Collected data
—————

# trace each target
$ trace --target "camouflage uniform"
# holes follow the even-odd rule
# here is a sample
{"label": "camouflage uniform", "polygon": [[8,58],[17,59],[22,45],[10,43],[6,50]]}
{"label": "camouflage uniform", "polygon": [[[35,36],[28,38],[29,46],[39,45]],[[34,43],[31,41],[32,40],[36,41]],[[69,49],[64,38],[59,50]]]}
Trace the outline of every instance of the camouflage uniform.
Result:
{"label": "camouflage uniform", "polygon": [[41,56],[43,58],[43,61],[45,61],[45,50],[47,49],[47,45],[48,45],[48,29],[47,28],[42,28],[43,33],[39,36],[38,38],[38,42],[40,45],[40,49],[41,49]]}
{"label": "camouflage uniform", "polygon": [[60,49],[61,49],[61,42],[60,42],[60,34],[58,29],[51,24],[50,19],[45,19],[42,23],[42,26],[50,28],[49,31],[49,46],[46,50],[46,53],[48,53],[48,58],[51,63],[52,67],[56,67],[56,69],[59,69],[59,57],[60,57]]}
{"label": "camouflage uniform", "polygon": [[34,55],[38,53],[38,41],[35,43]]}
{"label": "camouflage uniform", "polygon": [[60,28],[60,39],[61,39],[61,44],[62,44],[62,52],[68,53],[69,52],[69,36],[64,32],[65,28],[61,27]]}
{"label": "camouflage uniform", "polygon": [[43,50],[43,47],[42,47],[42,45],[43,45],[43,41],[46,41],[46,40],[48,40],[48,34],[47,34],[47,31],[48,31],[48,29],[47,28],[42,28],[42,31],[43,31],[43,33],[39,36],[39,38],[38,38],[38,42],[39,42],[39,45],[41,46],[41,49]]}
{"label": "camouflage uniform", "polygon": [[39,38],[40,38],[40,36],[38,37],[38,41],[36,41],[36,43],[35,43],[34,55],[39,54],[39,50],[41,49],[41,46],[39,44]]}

—————

Copy every line of the records above exactly.

# ANSWER
# trace each target
$ trace --target "camouflage uniform"
# holes follow the even-odd rule
# here is a sample
{"label": "camouflage uniform", "polygon": [[8,58],[17,59],[22,45],[10,43],[6,50]]}
{"label": "camouflage uniform", "polygon": [[[35,36],[28,38],[29,46],[39,45]],[[34,43],[31,41],[32,40],[36,41]],[[69,49],[64,38],[59,50]]]}
Trace the outline of every instance of the camouflage uniform.
Result:
{"label": "camouflage uniform", "polygon": [[41,56],[43,58],[43,61],[45,61],[45,50],[47,49],[47,45],[48,45],[48,29],[47,28],[42,28],[43,33],[39,36],[38,38],[38,42],[40,45],[40,49],[41,49]]}
{"label": "camouflage uniform", "polygon": [[60,49],[61,49],[61,42],[60,42],[60,34],[58,29],[51,24],[50,19],[45,19],[42,23],[42,26],[50,28],[49,31],[49,46],[46,50],[46,53],[48,53],[48,58],[51,63],[52,67],[56,67],[56,69],[59,69],[59,57],[60,57]]}
{"label": "camouflage uniform", "polygon": [[34,55],[38,53],[38,41],[35,43]]}
{"label": "camouflage uniform", "polygon": [[60,28],[60,39],[61,39],[61,44],[62,44],[62,52],[68,53],[69,52],[69,36],[64,32],[65,28],[61,27]]}
{"label": "camouflage uniform", "polygon": [[43,50],[43,47],[42,47],[42,45],[43,45],[43,41],[46,41],[46,40],[48,40],[48,34],[47,34],[47,31],[48,31],[48,29],[47,28],[42,28],[42,31],[43,31],[43,33],[39,36],[39,38],[38,38],[38,42],[39,42],[39,45],[41,46],[41,49]]}
{"label": "camouflage uniform", "polygon": [[39,38],[40,38],[40,36],[38,37],[38,41],[36,41],[36,43],[35,43],[34,55],[39,54],[39,50],[41,49],[41,46],[39,44]]}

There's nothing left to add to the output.